(WORK REQUEST)
Return each entry below without any alteration.

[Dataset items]
-- Opening Marker --

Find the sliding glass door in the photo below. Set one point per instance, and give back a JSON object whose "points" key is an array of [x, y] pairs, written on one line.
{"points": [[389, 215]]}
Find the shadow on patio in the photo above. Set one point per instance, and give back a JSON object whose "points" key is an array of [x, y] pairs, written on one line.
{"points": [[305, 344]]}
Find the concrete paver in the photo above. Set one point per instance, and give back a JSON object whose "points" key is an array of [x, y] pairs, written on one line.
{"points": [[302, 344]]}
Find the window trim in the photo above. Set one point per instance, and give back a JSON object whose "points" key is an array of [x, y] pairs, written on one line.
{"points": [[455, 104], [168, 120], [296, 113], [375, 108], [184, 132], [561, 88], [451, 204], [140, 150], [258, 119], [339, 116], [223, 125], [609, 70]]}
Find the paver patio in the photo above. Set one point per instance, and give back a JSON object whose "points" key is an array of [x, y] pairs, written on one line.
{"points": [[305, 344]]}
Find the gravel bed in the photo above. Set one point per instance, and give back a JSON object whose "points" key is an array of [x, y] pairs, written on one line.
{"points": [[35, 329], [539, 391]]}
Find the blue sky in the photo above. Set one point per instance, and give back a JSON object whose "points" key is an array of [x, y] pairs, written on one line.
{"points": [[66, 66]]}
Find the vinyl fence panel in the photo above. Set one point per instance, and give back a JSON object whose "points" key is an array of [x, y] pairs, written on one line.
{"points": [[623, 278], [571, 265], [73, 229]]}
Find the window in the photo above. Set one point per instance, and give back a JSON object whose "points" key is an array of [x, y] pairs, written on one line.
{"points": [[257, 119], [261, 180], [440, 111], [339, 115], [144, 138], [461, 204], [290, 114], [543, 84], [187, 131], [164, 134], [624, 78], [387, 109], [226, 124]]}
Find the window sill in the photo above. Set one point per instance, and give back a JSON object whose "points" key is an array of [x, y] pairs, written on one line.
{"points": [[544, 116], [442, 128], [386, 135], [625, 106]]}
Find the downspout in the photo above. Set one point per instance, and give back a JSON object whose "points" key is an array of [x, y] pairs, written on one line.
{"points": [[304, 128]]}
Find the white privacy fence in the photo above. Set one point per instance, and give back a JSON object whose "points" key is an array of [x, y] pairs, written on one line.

-- Closing Marker --

(OUTPUT)
Find the sliding glass door in the photo below. Set one point per instance, and give back a JSON object whose "points" key is an array of [x, y] pairs, written on one line.
{"points": [[389, 215]]}
Find the shadow on patio in the photo above. Set one point per instance, and give back a JSON object whose "points" key is an array of [x, y] pairs, written on one line.
{"points": [[305, 344]]}
Find the concrete paver in the photo above. Set one point per instance, and give back a JSON object whose "points" key is an array of [x, y] pairs, written on one line.
{"points": [[302, 344]]}
Find the window trim in the photo above. Set one point per instance, and give back a JSON object whose "points" key is an array of [x, y] pairs, written on one line.
{"points": [[455, 104], [168, 120], [296, 113], [375, 108], [184, 132], [561, 88], [451, 204], [140, 150], [258, 119], [339, 116], [223, 125], [609, 70]]}
Find the paver patio in the photo above. Set one point per instance, and give back a JSON object whose "points" key is an array of [x, y] pairs, written on one line.
{"points": [[305, 344]]}
Find the gravel bed in the photo above. Set one point per instance, and give back a JSON object whose "points" key is an array of [x, y] pairs, written on one line.
{"points": [[35, 329], [539, 391]]}
Find the blue sky in the photo above. Set one point per instance, and give back a JSON object whose "points" key is an array of [x, y] pairs, written on one line.
{"points": [[66, 66]]}
Find the vinyl fence panel in the photo above. Set one point per instance, and give back a JSON object whose "points" key is an array of [x, y] pairs, written on one line.
{"points": [[623, 278], [571, 265], [73, 229]]}
Find the window in the photo above. Set one point per instance, and give back a JSON object whose "points" key is an array of [x, y] pairs, written on one line.
{"points": [[257, 119], [261, 180], [440, 111], [339, 115], [144, 138], [461, 204], [290, 114], [543, 84], [187, 131], [164, 134], [624, 78], [387, 109], [226, 124]]}
Find the window sill in the photo above. Set one point per instance, and give back a JSON object whose "points" key is an array of [x, y] pairs, written on one line.
{"points": [[544, 116], [442, 128], [386, 135], [625, 106]]}
Find the downspout in the photo above. Set one point per instance, and give back a JSON object whose "points" key is an array of [x, y] pairs, written on one line.
{"points": [[304, 128]]}
Find the white privacy fence in the photo above. Set one point per instance, and give back a JSON object whose "points" key is an array of [x, y] pairs, written on one line.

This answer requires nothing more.